## REQUIREMENT
Can you print every one of the rows below word for word, with the pictures left out?

## Rows of labeled points
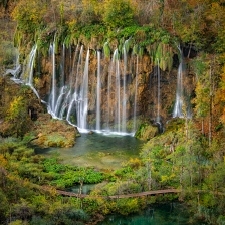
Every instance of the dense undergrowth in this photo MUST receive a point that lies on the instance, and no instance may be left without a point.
(188, 156)
(179, 158)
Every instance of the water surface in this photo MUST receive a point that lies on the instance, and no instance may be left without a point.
(100, 151)
(156, 214)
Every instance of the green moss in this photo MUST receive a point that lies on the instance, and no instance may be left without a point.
(146, 132)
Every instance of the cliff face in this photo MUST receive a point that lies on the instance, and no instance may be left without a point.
(114, 92)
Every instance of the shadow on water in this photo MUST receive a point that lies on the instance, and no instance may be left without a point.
(100, 151)
(156, 214)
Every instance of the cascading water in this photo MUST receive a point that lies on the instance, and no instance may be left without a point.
(124, 101)
(103, 95)
(98, 91)
(82, 99)
(52, 96)
(27, 74)
(116, 62)
(135, 96)
(178, 107)
(158, 93)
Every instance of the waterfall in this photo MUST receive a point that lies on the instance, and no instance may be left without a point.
(98, 91)
(52, 96)
(178, 107)
(135, 96)
(112, 89)
(117, 94)
(82, 101)
(27, 74)
(110, 72)
(17, 68)
(158, 93)
(124, 102)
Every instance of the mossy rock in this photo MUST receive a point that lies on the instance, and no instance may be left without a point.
(146, 132)
(54, 133)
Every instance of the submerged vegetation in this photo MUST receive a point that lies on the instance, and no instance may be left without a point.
(188, 155)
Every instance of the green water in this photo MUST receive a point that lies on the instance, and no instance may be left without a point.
(99, 151)
(156, 214)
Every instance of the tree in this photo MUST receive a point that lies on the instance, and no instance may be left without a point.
(17, 116)
(118, 13)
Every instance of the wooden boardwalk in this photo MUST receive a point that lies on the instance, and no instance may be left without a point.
(134, 195)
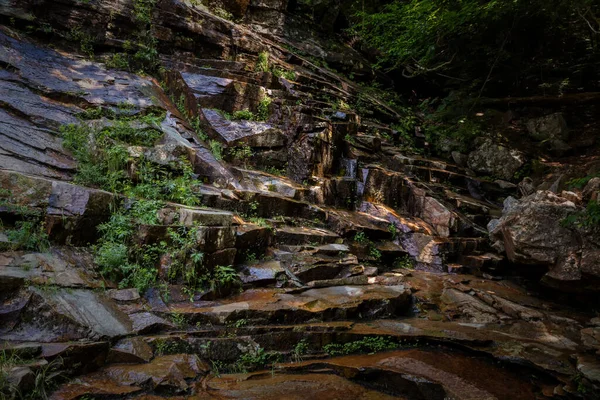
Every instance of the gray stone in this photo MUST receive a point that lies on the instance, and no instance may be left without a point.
(496, 160)
(591, 190)
(549, 127)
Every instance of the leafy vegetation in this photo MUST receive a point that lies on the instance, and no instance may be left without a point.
(431, 37)
(45, 380)
(104, 161)
(588, 218)
(364, 345)
(28, 235)
(123, 259)
(262, 62)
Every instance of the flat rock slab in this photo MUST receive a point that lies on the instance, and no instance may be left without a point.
(421, 374)
(204, 217)
(332, 303)
(57, 314)
(67, 269)
(248, 133)
(291, 387)
(263, 273)
(300, 235)
(130, 351)
(168, 373)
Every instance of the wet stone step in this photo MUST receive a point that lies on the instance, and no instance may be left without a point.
(302, 236)
(279, 306)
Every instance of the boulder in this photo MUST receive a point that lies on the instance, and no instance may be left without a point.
(532, 232)
(496, 160)
(550, 127)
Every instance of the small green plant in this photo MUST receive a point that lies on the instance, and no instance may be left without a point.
(240, 323)
(250, 257)
(373, 252)
(217, 149)
(178, 319)
(262, 63)
(275, 171)
(263, 110)
(580, 183)
(393, 230)
(364, 345)
(255, 360)
(360, 237)
(243, 114)
(28, 235)
(300, 350)
(222, 13)
(118, 61)
(280, 73)
(404, 262)
(588, 218)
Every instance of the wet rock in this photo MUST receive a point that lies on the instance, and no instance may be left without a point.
(591, 338)
(63, 267)
(300, 235)
(496, 160)
(253, 238)
(93, 386)
(465, 304)
(326, 304)
(333, 249)
(293, 387)
(20, 380)
(460, 159)
(263, 273)
(130, 351)
(244, 133)
(591, 190)
(589, 367)
(531, 232)
(432, 211)
(551, 129)
(165, 372)
(204, 217)
(571, 196)
(145, 322)
(68, 314)
(352, 280)
(124, 295)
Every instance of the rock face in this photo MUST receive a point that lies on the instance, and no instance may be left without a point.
(314, 233)
(551, 129)
(495, 160)
(532, 231)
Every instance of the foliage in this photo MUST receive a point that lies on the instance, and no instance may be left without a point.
(588, 218)
(364, 345)
(46, 377)
(28, 235)
(262, 112)
(437, 36)
(103, 161)
(300, 349)
(217, 149)
(122, 261)
(373, 252)
(393, 230)
(404, 262)
(262, 62)
(286, 74)
(580, 183)
(243, 114)
(360, 237)
(254, 360)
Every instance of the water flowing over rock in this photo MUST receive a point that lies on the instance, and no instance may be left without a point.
(259, 227)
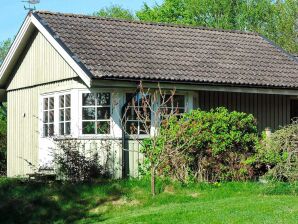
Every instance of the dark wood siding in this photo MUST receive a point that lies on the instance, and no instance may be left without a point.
(270, 110)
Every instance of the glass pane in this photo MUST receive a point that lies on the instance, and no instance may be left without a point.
(51, 129)
(45, 117)
(103, 99)
(103, 113)
(88, 99)
(61, 115)
(103, 127)
(45, 130)
(67, 114)
(173, 101)
(132, 127)
(67, 128)
(88, 127)
(89, 113)
(67, 100)
(179, 101)
(139, 99)
(129, 98)
(51, 116)
(45, 103)
(51, 103)
(61, 101)
(61, 128)
(145, 128)
(131, 114)
(144, 113)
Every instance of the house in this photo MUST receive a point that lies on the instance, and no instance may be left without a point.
(59, 63)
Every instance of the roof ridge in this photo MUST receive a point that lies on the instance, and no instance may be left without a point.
(148, 23)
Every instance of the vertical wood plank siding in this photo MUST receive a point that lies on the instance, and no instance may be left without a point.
(270, 110)
(23, 128)
(41, 69)
(40, 64)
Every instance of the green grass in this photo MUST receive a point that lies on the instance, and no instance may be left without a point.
(131, 202)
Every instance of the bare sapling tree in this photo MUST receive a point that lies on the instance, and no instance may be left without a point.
(147, 113)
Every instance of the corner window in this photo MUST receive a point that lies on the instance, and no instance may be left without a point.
(96, 113)
(48, 116)
(138, 114)
(65, 114)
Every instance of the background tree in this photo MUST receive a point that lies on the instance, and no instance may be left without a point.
(277, 20)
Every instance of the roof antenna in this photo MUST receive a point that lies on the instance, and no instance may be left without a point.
(31, 5)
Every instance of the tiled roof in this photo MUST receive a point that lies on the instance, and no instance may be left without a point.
(110, 48)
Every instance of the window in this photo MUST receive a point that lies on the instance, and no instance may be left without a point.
(172, 104)
(65, 114)
(96, 113)
(138, 115)
(48, 116)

## SOLUTION TO THIS EXERCISE
Every instance of the dense undergrowth in this photo MUST receive a point that lies on the instance, and no instance may be left without a point.
(188, 156)
(179, 158)
Every instance of the water surface in this photo MUST receive a point that lies on the instance, and no instance may be left without a point.
(100, 151)
(156, 214)
Every instance of the green moss in this photo MUST receive a point that lies on the instance, and no instance may be left without a point.
(146, 132)
Every instance of the cliff face in this photo MUST receive a point that lies on the instance, and no instance may be left without a point.
(114, 92)
Every instance of the shadow on water in this photo MUST receive a point that lies on the instance, and no instance may be left without a point.
(100, 151)
(156, 214)
Every instance of the cascading water in this photo MUST receive a point that lies on the instance, and no instance may be left without a point.
(124, 101)
(103, 95)
(98, 91)
(82, 99)
(52, 96)
(27, 74)
(116, 62)
(135, 96)
(178, 107)
(158, 93)
Every instance of the waterfall in this photo MUST receive a point that lies on the instance, and no instance may be left without a point.
(98, 91)
(52, 96)
(178, 107)
(135, 96)
(112, 89)
(117, 94)
(82, 101)
(27, 74)
(110, 72)
(17, 68)
(158, 93)
(124, 102)
Every instance of the mossy rock in this photo MUST receive a point that lies on the instance, and no instance may be left without a point.
(146, 132)
(54, 133)
Every instance of the submerged vegetation in this photo MUST receive a point that lies on the instance, and no instance may be left without a point.
(188, 155)
Every instance of the green water in this photo MUST receive a point that lies on the instance, and no instance may be left without a point.
(99, 151)
(156, 214)
Every instance of the tree in this photo MUST receive a point that lies on the instance, and no instance may be left without a point.
(17, 116)
(118, 13)
Every instance of the wooden boardwalk in this photo MUST receive a point that lies on the instance, and no instance may be left without a point.
(134, 195)
Every instance of the gray stone in this photo MUST receive a point that lies on the instance, and no instance may be left without a point.
(496, 160)
(591, 190)
(549, 127)
Every instance of the leafy vegetation in this photo MUST receive a point that lies on the instance, and no instance may be left without a point.
(431, 37)
(45, 380)
(104, 161)
(588, 218)
(364, 345)
(28, 235)
(123, 259)
(262, 62)
Every instance of the flat rock slab in this photo MUST receive a point that lies on the instance, and no instance may be left without a point.
(421, 374)
(204, 217)
(332, 303)
(57, 314)
(67, 269)
(248, 133)
(291, 387)
(263, 273)
(300, 235)
(130, 351)
(168, 373)
Every instance of the wet stone step in this photo MUST receive a point that lies on the instance, and no instance may be left without a point.
(302, 236)
(279, 306)
Every instance of the boulder in this photo MUST receive a point that lies on the instance, and no instance may be left without a point.
(532, 232)
(496, 160)
(550, 127)
Every instance of the small green plant in this photo MUST receive a point that lies on the instance, and no instance may be left without a point.
(240, 323)
(250, 257)
(373, 252)
(217, 149)
(178, 319)
(262, 63)
(275, 171)
(263, 110)
(580, 183)
(393, 230)
(364, 345)
(255, 360)
(360, 237)
(243, 114)
(28, 235)
(300, 350)
(222, 13)
(118, 61)
(280, 73)
(404, 262)
(588, 218)
Every instance of the wet rock in this photo MUST receive a point that lies on the instance, and no instance may be left without a point.
(591, 338)
(63, 267)
(300, 235)
(496, 160)
(253, 238)
(93, 386)
(465, 304)
(326, 304)
(333, 249)
(293, 387)
(20, 380)
(460, 159)
(263, 273)
(130, 351)
(244, 133)
(591, 190)
(589, 367)
(531, 232)
(432, 211)
(551, 129)
(165, 372)
(204, 217)
(571, 196)
(145, 322)
(68, 314)
(352, 280)
(124, 295)
Every instance of the rock face in this photo MUST receive a point that lies on the instance, and no instance may be left without a point.
(314, 233)
(551, 129)
(495, 160)
(532, 231)
Every instance of the foliage in this photo MUST receive a point that lies on the instance, and no instance may be left without a point.
(588, 218)
(364, 345)
(46, 377)
(28, 235)
(262, 112)
(437, 36)
(103, 161)
(300, 349)
(217, 149)
(122, 261)
(373, 252)
(393, 230)
(404, 262)
(262, 62)
(286, 74)
(580, 183)
(243, 114)
(360, 237)
(254, 360)
Every instance of the water flowing over rock in this photo MUST receive a point that lies on the instance, and no instance may be left without a point.
(259, 227)
Every instance of the dark wood siding in this photo MUST receive a point that lies on the instance, and no instance may be left without a point.
(270, 110)
Every instance of the glass pane in this photo MUST receive a point that lies on the instance, and no instance may be left without a point.
(51, 129)
(45, 117)
(103, 99)
(103, 113)
(88, 99)
(61, 115)
(103, 127)
(45, 130)
(67, 114)
(173, 101)
(132, 127)
(67, 128)
(88, 127)
(89, 113)
(67, 100)
(179, 101)
(139, 99)
(129, 98)
(51, 116)
(45, 103)
(51, 103)
(61, 101)
(61, 128)
(145, 128)
(131, 114)
(144, 113)
Every instance of the house in this photo MUST receive a point that lies on the instance, and no instance may be left without a point.
(59, 63)
Every instance of the roof ridge in this photo MUST receive a point that lies on the instance, and no instance may be left without a point.
(148, 23)
Every instance of the vertical wood plank siding in this photo MUST receive a point that lies on the instance, and no instance may be left without a point.
(270, 110)
(23, 128)
(41, 69)
(40, 64)
Every instance of the green grass in this photo MUST receive a point that lies on the instance, and no instance may be left without a point.
(131, 202)
Every instance of the bare sapling tree in this photo MUST receive a point that lies on the instance, and no instance may be left without a point.
(147, 113)
Every instance of the corner window in this photo MUST receive a point that lies on the instance, and no instance may be left without a point.
(96, 113)
(48, 116)
(138, 114)
(65, 114)
Every instance of the background tree in this photo MUST receive a point that lies on the instance, and no instance may be left without a point.
(277, 20)
Every instance of the roof antenna in this photo MUST receive a point that lies on the instance, and no instance may be left without a point.
(31, 5)
Every instance of the tiled roof in this photo MUST receive a point that lies on the instance, and no instance may be left without a point.
(110, 48)
Every instance of the window in this photo MUST receive a point that lies on the instance, and no instance may be left without a point.
(172, 104)
(65, 114)
(96, 113)
(138, 115)
(48, 116)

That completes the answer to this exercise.